What this task involves -
Take the line with "the house roof" and every line after it in the data. Transcribe them exactly, through the last.

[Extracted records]
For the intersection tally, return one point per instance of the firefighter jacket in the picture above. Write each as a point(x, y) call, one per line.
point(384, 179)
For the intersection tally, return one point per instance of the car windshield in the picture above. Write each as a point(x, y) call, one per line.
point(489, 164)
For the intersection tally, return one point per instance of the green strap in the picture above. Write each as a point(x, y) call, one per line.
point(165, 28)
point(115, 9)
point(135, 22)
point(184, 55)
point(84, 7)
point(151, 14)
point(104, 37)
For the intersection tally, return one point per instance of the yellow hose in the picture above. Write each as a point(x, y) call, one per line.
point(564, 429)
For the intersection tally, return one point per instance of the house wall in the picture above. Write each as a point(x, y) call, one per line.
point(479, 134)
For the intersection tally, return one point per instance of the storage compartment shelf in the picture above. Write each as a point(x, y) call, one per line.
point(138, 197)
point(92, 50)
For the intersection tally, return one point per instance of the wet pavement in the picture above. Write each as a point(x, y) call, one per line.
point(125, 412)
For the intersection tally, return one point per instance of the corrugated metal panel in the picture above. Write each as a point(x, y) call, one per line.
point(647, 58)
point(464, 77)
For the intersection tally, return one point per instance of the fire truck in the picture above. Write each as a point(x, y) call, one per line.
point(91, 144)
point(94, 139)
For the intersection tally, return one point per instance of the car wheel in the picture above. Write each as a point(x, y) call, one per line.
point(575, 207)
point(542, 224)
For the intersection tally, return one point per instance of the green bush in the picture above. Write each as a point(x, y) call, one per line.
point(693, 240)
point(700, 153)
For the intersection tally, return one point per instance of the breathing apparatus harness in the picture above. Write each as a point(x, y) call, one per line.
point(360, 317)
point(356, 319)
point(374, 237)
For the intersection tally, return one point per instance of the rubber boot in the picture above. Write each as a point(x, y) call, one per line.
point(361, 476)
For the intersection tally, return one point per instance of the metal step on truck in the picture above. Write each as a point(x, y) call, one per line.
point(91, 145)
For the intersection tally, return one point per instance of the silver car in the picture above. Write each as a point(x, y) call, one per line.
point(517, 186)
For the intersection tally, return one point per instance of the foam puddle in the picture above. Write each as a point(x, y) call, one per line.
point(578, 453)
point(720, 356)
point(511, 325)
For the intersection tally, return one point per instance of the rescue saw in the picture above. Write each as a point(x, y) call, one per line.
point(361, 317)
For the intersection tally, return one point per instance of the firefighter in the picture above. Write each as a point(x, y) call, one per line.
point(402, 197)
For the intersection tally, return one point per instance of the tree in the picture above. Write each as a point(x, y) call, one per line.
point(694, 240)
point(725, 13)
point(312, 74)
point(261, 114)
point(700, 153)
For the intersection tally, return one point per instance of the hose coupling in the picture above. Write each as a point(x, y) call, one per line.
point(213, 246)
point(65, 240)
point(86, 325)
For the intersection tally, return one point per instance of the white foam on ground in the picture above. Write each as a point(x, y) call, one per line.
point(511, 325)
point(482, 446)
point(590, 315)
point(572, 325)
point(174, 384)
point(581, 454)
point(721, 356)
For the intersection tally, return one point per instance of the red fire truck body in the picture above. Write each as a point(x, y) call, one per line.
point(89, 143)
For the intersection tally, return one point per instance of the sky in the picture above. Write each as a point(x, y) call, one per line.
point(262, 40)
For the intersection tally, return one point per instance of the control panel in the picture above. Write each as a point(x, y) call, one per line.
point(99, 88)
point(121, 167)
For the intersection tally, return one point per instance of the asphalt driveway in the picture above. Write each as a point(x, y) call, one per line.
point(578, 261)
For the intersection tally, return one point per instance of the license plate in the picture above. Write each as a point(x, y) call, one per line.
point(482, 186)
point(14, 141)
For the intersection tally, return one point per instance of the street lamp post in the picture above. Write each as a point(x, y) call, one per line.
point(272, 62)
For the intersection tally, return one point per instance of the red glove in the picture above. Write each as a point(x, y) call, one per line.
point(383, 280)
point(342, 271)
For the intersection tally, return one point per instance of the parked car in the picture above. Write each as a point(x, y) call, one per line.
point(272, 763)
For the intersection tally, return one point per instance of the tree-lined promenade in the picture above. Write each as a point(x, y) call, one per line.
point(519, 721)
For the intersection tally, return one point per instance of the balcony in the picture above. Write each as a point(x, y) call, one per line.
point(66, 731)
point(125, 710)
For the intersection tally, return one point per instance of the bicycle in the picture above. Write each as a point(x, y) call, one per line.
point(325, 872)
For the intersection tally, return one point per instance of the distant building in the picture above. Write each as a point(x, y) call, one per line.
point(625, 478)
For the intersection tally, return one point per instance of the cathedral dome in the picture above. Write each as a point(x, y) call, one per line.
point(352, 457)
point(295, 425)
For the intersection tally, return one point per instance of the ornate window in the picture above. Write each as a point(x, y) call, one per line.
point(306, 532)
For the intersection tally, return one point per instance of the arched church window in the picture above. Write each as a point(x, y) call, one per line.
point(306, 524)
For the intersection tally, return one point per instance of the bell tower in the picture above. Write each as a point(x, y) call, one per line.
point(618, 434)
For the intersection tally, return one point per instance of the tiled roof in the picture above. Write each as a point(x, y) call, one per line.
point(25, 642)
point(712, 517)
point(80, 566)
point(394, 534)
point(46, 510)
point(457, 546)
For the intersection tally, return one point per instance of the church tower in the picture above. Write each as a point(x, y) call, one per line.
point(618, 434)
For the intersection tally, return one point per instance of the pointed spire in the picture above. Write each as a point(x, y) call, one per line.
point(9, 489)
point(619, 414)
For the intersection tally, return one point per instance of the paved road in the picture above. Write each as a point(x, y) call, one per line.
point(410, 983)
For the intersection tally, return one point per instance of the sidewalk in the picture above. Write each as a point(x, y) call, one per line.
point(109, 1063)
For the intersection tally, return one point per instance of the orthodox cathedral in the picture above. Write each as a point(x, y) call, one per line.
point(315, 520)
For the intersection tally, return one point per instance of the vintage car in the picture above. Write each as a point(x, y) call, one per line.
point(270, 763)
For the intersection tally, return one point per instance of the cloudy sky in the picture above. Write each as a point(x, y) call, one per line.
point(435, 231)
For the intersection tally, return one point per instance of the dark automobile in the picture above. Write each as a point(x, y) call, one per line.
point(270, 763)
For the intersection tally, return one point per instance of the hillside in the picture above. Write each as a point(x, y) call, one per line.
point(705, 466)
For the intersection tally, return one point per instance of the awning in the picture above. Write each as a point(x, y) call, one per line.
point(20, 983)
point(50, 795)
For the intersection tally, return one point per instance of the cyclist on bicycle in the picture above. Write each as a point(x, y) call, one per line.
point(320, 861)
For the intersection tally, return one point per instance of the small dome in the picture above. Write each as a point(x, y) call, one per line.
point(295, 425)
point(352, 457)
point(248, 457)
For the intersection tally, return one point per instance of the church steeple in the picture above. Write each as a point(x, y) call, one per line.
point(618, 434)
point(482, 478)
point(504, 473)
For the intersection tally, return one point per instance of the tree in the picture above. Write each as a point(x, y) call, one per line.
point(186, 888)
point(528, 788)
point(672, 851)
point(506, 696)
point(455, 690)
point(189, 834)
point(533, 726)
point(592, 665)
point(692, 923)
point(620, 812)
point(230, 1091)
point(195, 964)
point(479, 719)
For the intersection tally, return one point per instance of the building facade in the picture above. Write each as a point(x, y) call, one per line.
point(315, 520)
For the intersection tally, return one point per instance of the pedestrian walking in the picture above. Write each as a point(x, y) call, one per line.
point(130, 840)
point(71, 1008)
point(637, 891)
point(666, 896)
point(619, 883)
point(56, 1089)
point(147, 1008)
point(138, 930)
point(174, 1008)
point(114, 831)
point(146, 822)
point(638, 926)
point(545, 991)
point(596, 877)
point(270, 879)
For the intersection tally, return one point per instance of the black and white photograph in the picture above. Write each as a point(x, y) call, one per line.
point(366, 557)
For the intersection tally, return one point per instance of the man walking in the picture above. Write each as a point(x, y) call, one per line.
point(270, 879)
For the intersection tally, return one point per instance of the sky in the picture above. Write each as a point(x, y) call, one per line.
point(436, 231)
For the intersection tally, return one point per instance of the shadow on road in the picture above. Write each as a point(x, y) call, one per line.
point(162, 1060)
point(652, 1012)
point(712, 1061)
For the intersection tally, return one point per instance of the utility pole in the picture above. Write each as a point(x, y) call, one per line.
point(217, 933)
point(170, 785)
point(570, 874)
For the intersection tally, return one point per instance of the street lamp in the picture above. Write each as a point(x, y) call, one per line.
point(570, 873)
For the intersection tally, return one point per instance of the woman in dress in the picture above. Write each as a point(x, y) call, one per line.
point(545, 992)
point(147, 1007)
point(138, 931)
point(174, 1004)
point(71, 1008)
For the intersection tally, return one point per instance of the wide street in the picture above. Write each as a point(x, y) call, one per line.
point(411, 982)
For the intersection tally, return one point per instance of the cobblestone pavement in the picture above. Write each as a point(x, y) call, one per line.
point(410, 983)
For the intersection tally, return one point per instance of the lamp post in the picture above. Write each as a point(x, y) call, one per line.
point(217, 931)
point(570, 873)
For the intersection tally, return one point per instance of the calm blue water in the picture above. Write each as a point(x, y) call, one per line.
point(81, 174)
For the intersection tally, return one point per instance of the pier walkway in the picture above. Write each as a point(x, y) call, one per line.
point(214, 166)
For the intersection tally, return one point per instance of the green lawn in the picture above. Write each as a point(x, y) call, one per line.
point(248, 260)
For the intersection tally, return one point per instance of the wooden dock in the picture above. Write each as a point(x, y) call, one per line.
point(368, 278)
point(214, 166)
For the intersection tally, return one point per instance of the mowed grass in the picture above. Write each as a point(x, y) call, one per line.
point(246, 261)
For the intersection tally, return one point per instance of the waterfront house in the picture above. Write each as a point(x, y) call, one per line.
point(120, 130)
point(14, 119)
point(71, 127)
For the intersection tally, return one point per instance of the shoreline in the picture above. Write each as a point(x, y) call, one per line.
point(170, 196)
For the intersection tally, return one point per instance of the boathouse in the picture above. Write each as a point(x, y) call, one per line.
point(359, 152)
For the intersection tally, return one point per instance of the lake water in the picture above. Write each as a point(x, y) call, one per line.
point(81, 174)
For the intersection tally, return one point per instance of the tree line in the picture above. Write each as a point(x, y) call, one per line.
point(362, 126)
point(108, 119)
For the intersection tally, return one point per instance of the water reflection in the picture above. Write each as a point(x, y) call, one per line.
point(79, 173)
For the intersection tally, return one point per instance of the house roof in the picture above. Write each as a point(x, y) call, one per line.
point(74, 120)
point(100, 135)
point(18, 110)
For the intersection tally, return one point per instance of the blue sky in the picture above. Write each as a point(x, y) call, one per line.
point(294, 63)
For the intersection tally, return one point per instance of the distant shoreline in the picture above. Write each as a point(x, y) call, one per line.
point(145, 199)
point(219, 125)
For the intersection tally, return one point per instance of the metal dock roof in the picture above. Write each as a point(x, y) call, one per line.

Solution below -
For the intersection tally, return one point per instance of the house roof in the picture above. Write each as a point(x, y) call, one per line.
point(74, 120)
point(100, 135)
point(18, 110)
For the intersection tally, return one point per instance of the blue sky in the picture above. Write each as a point(x, y) call, one per line.
point(294, 63)
For the intersection tally, return one point per instance of the distant shoreline in the picture above. Write each as a point(x, y) call, one per line.
point(145, 199)
point(219, 125)
For the intersection tally, return one point per instance of the metal dock roof in the picture above. Write each as a point(x, y) call, one per line.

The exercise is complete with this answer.